*Source extract*.
--------------------------------------------------
In 2010, the commercial public service television broadcasters de-prioritised their religious output due to commercial pressures. The 2009 Ofcom report found that religious broadcasting on public service channels was watched on average for 2.3 hours per year per viewer on the main PSB channels in 2011, 2.7 hours in 2008, reducing steadily from 3.2 in 2006 and 3.6 in 2001. In 2006, 5% of viewers found religious broadcasting to be of personal importance.

In 2017, the BBC announced that it was closing its dedicated Religious and Ethics Department and outsourcing its religious expertise and production work: a move described as 'dangerous' by at least one national newspaper, suggesting that the decision was based on a mistaken presumption that religion was 'a preoccupation of people who are old, strange or both, something of no interest to those happy enough to be neither' The BBC's decision, and the quantitative decline in religious broadcasting over several decades (as well as a growing sense that there was an absence of informed portrayals of religion in content more generally), has been implicated in what has been described as a rise in "religious illiteracy". Partly in response to these concerns, there was a major internal review at the BBC during 2017 'to reassess our role and strategy in this area, and reconsider how best to deliver our public service mission'. According to the BBC's internal report in December of that year:In practice, that means the BBC will: Raise our game across all output – Increase specialist expertise with a new Religious Affairs Team and Religion Editor in News (p19); Create networks of specialists (p27); Develop stakeholder relations (p27); Reach as many people as possible – Landmark series and programmes (p21); Cross-genre commissions (p16), A 'Year of Beliefs' in 2019 (p23); Content and social media aimed at a next generation audience (p23); Portray the diversity of beliefs and society – Diversify our range of contributors (p14); Increase coverage of religious events (p15); Enhance portrayal in mainstream programming (p17); Help people understand their values and decisions – Innovative content that works across genres (p17); Innovative online services that include archive content that is still relevant (p25)The BBC has yet to unveil details of plans for its 2019 'Year of Beliefs'.

Dedicated religious channels are relatively new, and transmit via direct-to-home satellite, some, are streamed live via the Internet or, like TBN, broadcast 24 hours on terrestrial Freeview. Dedicated religious channels available include:

- Daystar, US network, broadcast 24 hours on terrestrial digital freeview & Sky.
- TBN, broadcast 24 hours on terrestrial freeview and Sky.
- GOD TV, based in Sunderland (UK), is the longest established of the currently running TV channels on Sky in the UK and the only one that is also on the major cable TV systems in the UK.
- Inspiration, US Network. Programming from around the world. Preaching. Missionary bias.
--------------------------------------------------
*Record extracts*.
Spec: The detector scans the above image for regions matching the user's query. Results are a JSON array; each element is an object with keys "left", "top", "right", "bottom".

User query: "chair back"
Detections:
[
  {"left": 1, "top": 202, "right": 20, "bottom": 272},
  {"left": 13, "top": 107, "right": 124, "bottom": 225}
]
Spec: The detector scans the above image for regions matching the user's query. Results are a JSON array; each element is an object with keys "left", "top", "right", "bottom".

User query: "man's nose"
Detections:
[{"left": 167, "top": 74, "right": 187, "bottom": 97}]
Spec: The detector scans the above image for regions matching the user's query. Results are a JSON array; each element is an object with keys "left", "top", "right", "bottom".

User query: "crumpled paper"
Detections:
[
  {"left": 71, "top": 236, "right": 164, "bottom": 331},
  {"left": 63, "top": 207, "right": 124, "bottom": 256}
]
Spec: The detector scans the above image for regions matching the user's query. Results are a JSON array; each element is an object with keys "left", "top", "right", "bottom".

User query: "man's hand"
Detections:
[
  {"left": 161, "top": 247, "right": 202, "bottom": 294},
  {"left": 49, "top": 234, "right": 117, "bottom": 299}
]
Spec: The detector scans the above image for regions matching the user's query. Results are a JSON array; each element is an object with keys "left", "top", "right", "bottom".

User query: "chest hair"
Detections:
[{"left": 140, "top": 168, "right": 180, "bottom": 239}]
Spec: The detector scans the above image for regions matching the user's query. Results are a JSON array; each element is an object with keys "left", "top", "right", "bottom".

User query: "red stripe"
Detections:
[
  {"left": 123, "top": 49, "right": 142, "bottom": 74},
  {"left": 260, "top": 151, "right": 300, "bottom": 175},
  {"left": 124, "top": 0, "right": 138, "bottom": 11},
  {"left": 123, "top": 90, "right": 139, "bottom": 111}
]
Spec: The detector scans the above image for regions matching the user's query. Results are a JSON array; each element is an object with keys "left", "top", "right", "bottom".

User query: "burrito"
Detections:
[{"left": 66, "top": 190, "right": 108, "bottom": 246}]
--------------------------------------------------
*What you will do*.
1/ Can you rewrite the religious broadcasting text starting at "- GOD TV, based" and ending at "systems in the UK.", swapping "longest established" for "oldest"?
2/ Could you carry on the text about UK religious broadcasting past its last line?

*Outputs in order*.
1/
- GOD TV, based in Sunderland (UK), is the oldest of the currently running TV channels on Sky in the UK and the only one that is also on the major cable TV systems in the UK.

2/
- Islam Channel. Broadcasts across Europe, the Middle East and North Africa and streamed on the Internet, and will broadcast in North America. Ruled to have breached the UK broadcasting code by airing discussions containing contentious views on violence against women and marital rape in 2008 and 2009.
- Revelation TV, in London, produce a lot of live programmes from their studios.
- Let The Bible Speak
http://www.ltbs.tv

In the UK, Vision TV UK is available to viewers with Religious channels: Revelation TV, Firstlight, Good News TV, Dunamis TV, and Daystar TV. Also available are 3ABN television networks: 3ABN, 3ABN Latino, 3ABN Proclaim!, 3ABN Dare to Dream, 3ABN Français, 3ABN Russia, 3ABN Kids, and 3ABN Praise Him Music.
- VisionTV UK
http://www.visiontv.co.uk

See also List of Islamic television and radio stations in the United Kingdom

===United States===
Religious television stations in the United States experienced growth in the 1990s, the number of faith-based TV stations alone has tripled. The United States government does not regulate these networks to the same extent as it does commercial outlets, as the Free Exercise Clause limits how much the government can interfere in evangelism. Religious television is widely used by evangelical Christian groups, but other religions using television broadcasting is also growing. The audience for religious television is still mainly white, middle-class, evangelicals but, that is also changing as there is an increase in young Catholic viewers and Spanish-language religious television. There has also been a growth in the number and power of television preachers in the United States, particularly evangelical preachers, also known as televangelists.

In the United States, Christian organizations are by far the most widespread compared with other religions, with upwards of 1,600 television and radio stations across the country (not necessarily counting broadcast translators, though because many outlets have low power and repeat national telecasts, the difference is often hard to define).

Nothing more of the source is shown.